ASSIGNED TASK 1 ->
In the Hughes inquest article, who bowled the bouncer that struck Hughes?
ASSIGNED TASK 2 ->
Reproduce the part of the Hughes inquest article starting with "Barnes came to" and going on through "to be called.".

TEXT EXCERPT ->
⟨
Coroner finds no-one was at fault for Hughes' tragic death
No-one was to blame for the death of Australian batsman Phillip Hughes, an inquest has found. Hughes died two days after being struck on the back of the head by a bouncer in a Sheffield Shield game between New South Wales and South Australia in November 2014.
The New South Wales coroner who led the inquest, Michael Barnes, attached no blame to the short bowling, sledging or Hughes' equipment but made a number of suggestions for improving safety in the sport.
Barnes' findings were released yesterday in Australia.
Hughes was 63 not out when he was struck in the 49th over of South Australia's first innings by a bouncer from Sean Abbott.
The report said there was "absolutely no suggestion the ball was bowled with malicious intent" and that "neither the bowler nor anyone else was to blame for the tragic outcome.".
Hughes was struck after "a minuscule misjudgement or a slight error of execution" from the batsman, according to the coroner.
During the hearing, it was disputed whether Hughes had received sledging from New South Wales players. Barnes said it was "difficult to accept" no sledging had occurred but that "even if the threats were made, they did not affect Phillip's composure so as to undermine his capacity to defend himself against short-pitched, high bouncing bowling and so the threats could not be implicated in his death."
Barnes came to the same conclusion as an earlier independent review into the death that Hughes' helmet was not to blame.
He did, however, find flaws with the "suboptimal" emergency response, though said the "injury suffered by Phillip was unsurvivable".
The areas of concern, Barnes said, included the fact "none of those on the field knew how to summon medical assistance" and that it took over six minutes for an ambulance to be called.
⟩
INFORMATION SUPPLIED ->
⟨
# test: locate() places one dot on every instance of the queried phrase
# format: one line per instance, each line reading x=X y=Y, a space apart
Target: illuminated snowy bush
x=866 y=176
⟩
REPLY 1 ->
Sean Abbott

REPLY 2 ->
Barnes came to the same conclusion as an earlier independent review into the death that Hughes' helmet was not to blame.
He did, however, find flaws with the "suboptimal" emergency response, though said the "injury suffered by Phillip was unsurvivable".
The areas of concern, Barnes said, included the fact "none of those on the field knew how to summon medical assistance" and that it took over six minutes for an ambulance to be called.